··· Supplied records

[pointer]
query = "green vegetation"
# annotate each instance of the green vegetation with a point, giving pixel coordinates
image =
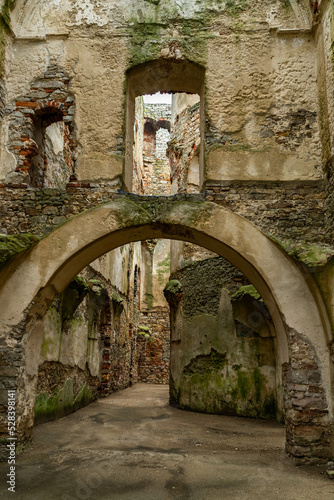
(14, 244)
(249, 290)
(311, 254)
(5, 30)
(61, 402)
(72, 297)
(163, 269)
(173, 292)
(203, 364)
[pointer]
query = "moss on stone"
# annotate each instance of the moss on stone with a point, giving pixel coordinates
(243, 384)
(163, 268)
(5, 30)
(118, 304)
(14, 244)
(61, 402)
(235, 7)
(205, 363)
(97, 286)
(311, 254)
(72, 297)
(243, 291)
(173, 292)
(144, 329)
(149, 300)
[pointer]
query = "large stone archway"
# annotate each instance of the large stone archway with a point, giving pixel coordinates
(30, 283)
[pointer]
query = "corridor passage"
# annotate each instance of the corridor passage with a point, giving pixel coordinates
(132, 445)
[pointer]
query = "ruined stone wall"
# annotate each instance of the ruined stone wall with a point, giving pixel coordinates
(153, 346)
(183, 150)
(325, 55)
(151, 174)
(287, 210)
(87, 350)
(222, 357)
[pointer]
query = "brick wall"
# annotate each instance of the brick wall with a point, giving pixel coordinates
(153, 347)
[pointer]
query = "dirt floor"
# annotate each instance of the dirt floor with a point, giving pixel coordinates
(132, 445)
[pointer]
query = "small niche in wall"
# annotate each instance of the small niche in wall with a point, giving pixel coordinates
(51, 165)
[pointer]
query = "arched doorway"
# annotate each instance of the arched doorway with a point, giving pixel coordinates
(31, 282)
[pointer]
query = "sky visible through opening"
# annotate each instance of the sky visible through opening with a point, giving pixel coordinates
(158, 98)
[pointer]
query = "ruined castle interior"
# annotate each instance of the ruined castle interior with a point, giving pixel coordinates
(167, 209)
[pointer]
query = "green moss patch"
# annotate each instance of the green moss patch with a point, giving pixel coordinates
(173, 292)
(248, 290)
(14, 244)
(51, 407)
(311, 254)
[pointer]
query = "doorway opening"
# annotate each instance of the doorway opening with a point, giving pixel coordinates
(167, 140)
(183, 84)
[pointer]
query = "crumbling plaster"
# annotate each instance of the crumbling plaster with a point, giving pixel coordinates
(259, 65)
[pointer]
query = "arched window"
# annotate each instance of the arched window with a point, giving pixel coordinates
(51, 166)
(163, 76)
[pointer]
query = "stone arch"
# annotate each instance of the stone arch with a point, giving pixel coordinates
(46, 269)
(161, 75)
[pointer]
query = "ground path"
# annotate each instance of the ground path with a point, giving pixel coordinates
(132, 445)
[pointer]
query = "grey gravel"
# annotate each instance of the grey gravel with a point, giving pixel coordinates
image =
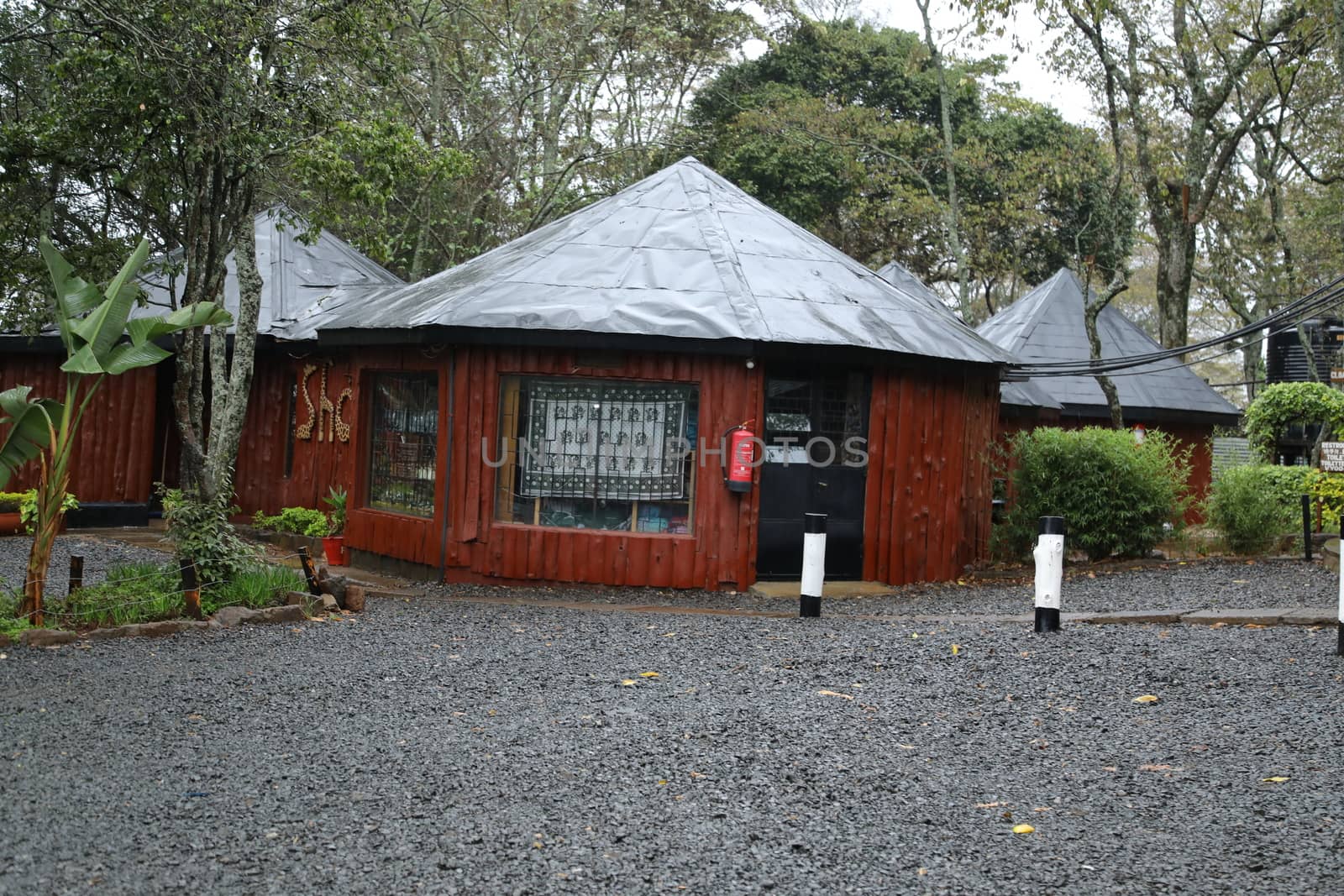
(1196, 584)
(98, 553)
(454, 747)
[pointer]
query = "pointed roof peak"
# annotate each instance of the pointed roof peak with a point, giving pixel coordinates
(1047, 325)
(682, 253)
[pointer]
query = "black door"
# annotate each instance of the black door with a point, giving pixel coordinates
(816, 429)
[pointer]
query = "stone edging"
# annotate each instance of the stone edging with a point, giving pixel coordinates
(225, 618)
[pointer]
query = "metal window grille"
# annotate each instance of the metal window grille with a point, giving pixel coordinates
(403, 423)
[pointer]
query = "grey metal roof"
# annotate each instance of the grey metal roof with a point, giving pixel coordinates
(679, 254)
(295, 275)
(1047, 325)
(900, 277)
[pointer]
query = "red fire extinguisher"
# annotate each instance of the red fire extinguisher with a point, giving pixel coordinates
(741, 458)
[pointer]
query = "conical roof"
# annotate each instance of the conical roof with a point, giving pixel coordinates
(902, 278)
(1047, 325)
(295, 275)
(680, 254)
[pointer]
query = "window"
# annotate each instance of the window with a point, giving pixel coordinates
(403, 432)
(597, 454)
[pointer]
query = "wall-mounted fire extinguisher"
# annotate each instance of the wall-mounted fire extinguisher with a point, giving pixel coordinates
(741, 457)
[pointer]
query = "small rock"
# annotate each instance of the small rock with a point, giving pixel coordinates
(233, 617)
(333, 586)
(279, 614)
(46, 637)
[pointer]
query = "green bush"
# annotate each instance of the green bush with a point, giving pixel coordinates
(201, 531)
(1117, 497)
(260, 584)
(141, 591)
(295, 520)
(1253, 506)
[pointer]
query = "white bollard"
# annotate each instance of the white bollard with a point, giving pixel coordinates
(1050, 571)
(813, 563)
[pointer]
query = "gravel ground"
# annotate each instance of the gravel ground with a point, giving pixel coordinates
(450, 747)
(98, 555)
(1196, 584)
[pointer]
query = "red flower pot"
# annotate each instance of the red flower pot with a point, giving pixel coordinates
(333, 546)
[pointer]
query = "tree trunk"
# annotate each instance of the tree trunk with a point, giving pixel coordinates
(232, 383)
(952, 211)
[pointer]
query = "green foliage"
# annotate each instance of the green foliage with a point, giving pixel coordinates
(1247, 506)
(336, 516)
(1283, 403)
(309, 521)
(29, 508)
(257, 584)
(1117, 497)
(13, 622)
(837, 128)
(132, 593)
(201, 532)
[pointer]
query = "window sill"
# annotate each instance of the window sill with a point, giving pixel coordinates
(624, 533)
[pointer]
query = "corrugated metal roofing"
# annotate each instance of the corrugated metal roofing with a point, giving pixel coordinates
(1047, 325)
(679, 254)
(295, 275)
(900, 277)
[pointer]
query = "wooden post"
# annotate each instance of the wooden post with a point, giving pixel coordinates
(308, 571)
(192, 589)
(76, 574)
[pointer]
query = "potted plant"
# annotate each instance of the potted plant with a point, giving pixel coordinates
(29, 510)
(333, 543)
(10, 520)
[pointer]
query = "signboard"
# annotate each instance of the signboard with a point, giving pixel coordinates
(1332, 457)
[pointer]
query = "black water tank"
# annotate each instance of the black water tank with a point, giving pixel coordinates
(1285, 360)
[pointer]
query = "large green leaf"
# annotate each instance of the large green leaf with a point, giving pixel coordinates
(198, 315)
(128, 356)
(107, 324)
(30, 422)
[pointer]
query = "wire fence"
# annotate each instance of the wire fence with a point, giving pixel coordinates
(69, 607)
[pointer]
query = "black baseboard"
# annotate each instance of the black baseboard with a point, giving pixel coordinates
(96, 515)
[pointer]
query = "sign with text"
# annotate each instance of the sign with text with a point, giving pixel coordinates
(1332, 457)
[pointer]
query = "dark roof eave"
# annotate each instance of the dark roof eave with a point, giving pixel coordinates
(1152, 416)
(351, 338)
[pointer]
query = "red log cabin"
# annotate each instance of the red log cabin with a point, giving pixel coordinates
(559, 409)
(1047, 325)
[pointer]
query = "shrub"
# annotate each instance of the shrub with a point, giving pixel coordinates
(259, 584)
(1117, 497)
(1253, 506)
(1283, 403)
(293, 520)
(141, 591)
(201, 532)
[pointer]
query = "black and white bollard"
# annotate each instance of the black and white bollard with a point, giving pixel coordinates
(1050, 571)
(813, 563)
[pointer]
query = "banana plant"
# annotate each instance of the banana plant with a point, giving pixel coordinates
(101, 340)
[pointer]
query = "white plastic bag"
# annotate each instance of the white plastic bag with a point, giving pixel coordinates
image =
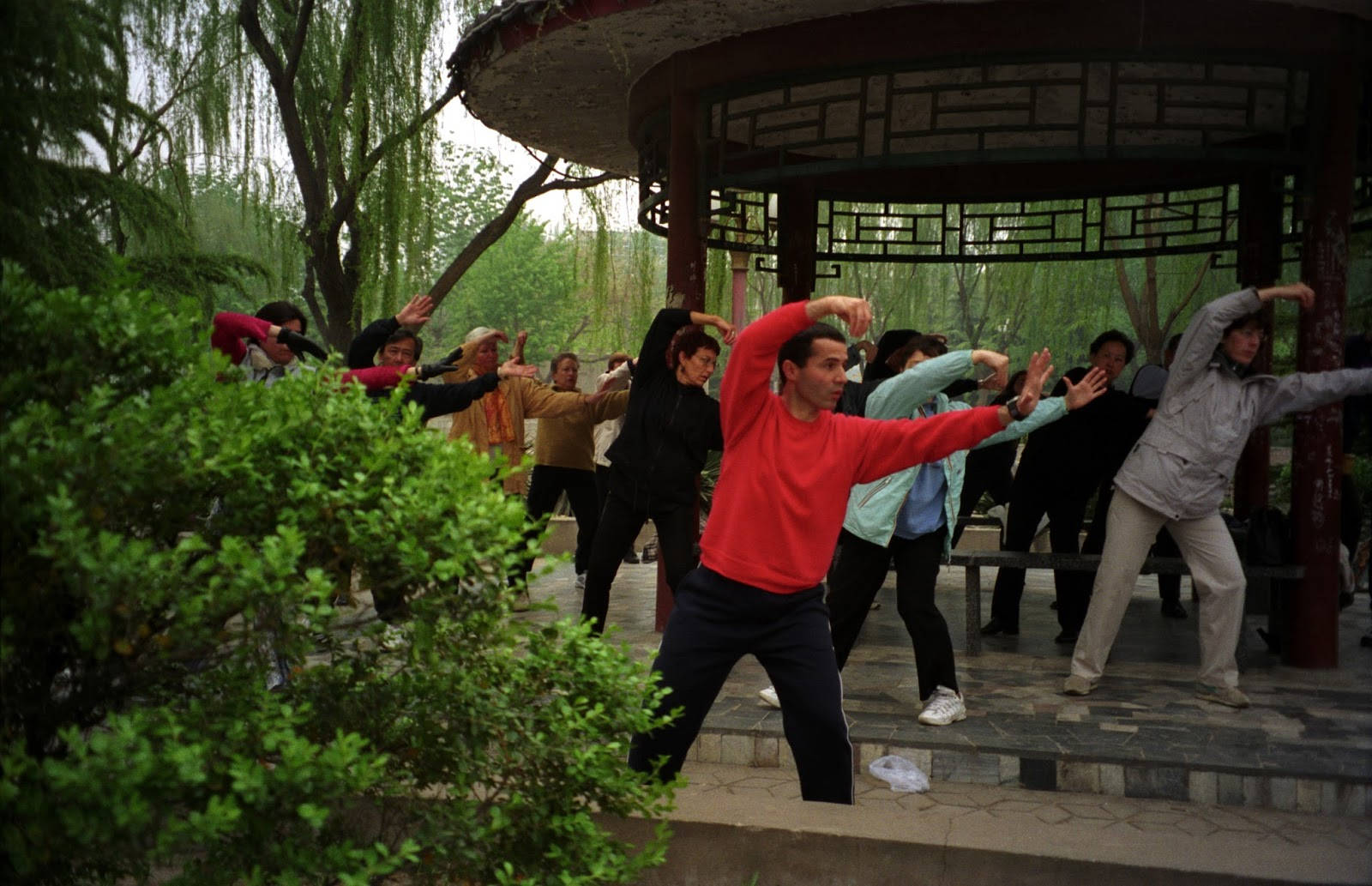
(903, 775)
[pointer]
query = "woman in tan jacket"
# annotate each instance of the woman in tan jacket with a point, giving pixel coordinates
(496, 423)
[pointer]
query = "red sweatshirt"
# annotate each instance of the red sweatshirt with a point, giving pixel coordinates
(230, 331)
(784, 483)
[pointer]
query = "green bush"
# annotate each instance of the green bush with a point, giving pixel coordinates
(166, 530)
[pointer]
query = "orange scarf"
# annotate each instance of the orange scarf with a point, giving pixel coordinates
(498, 427)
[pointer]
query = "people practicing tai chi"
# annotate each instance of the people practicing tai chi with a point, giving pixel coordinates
(564, 458)
(619, 371)
(497, 428)
(1179, 472)
(788, 467)
(905, 517)
(670, 427)
(391, 341)
(1061, 467)
(267, 345)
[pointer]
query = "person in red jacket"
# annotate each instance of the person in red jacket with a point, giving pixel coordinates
(789, 462)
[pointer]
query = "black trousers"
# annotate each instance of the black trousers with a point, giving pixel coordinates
(546, 483)
(715, 623)
(854, 583)
(619, 526)
(990, 471)
(1170, 586)
(1067, 513)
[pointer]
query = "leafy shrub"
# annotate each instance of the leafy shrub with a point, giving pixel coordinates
(166, 533)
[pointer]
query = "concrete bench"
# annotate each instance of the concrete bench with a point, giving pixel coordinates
(974, 561)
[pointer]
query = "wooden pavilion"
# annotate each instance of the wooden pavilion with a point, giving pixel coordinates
(814, 132)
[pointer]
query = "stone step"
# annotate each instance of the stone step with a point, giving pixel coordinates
(734, 824)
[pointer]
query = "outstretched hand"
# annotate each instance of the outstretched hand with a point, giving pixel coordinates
(434, 371)
(1091, 386)
(857, 313)
(1291, 292)
(514, 369)
(416, 313)
(1038, 372)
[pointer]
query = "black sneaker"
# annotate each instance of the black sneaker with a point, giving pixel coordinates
(1173, 609)
(996, 625)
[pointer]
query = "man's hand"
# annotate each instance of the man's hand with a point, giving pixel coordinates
(514, 369)
(1091, 386)
(726, 329)
(999, 366)
(857, 313)
(1291, 292)
(1038, 372)
(298, 343)
(494, 335)
(416, 313)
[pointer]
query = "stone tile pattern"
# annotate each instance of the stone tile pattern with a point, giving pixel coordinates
(1305, 745)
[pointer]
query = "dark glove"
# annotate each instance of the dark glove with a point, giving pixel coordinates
(434, 371)
(299, 345)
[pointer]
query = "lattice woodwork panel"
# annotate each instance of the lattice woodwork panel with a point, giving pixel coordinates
(1077, 107)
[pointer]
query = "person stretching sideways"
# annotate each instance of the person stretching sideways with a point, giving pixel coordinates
(670, 427)
(1179, 472)
(905, 517)
(788, 465)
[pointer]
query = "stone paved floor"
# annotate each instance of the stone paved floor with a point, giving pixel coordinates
(1152, 835)
(1305, 730)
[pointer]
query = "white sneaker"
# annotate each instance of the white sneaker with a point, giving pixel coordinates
(1231, 696)
(393, 638)
(768, 696)
(944, 707)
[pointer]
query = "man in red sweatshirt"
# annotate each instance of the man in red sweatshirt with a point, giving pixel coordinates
(789, 461)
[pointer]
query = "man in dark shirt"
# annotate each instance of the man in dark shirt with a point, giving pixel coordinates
(1061, 467)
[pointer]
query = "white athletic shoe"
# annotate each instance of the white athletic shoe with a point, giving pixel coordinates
(768, 696)
(944, 707)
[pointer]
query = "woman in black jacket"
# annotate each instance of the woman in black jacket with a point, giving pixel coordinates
(670, 427)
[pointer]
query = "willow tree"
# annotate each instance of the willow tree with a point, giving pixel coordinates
(69, 188)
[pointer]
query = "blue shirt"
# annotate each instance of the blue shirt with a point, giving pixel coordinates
(923, 512)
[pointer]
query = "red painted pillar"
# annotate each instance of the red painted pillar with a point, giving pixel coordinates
(1260, 265)
(796, 222)
(1317, 451)
(685, 247)
(738, 310)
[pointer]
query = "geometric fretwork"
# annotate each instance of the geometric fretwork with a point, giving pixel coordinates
(1194, 221)
(1086, 228)
(1012, 110)
(1081, 107)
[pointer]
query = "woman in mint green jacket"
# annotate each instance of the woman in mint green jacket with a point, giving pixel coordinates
(906, 517)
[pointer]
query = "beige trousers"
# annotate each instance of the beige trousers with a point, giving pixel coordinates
(1216, 571)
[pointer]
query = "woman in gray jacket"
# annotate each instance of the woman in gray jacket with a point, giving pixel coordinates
(1180, 471)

······

#### Written request:
Extract every line of the data above that contains the string "eave". Treat the match as case-sensitive.

#### Task output:
query = "dark roof eave"
# annotate each instance of the dark roof eave with a point, giving pixel coordinates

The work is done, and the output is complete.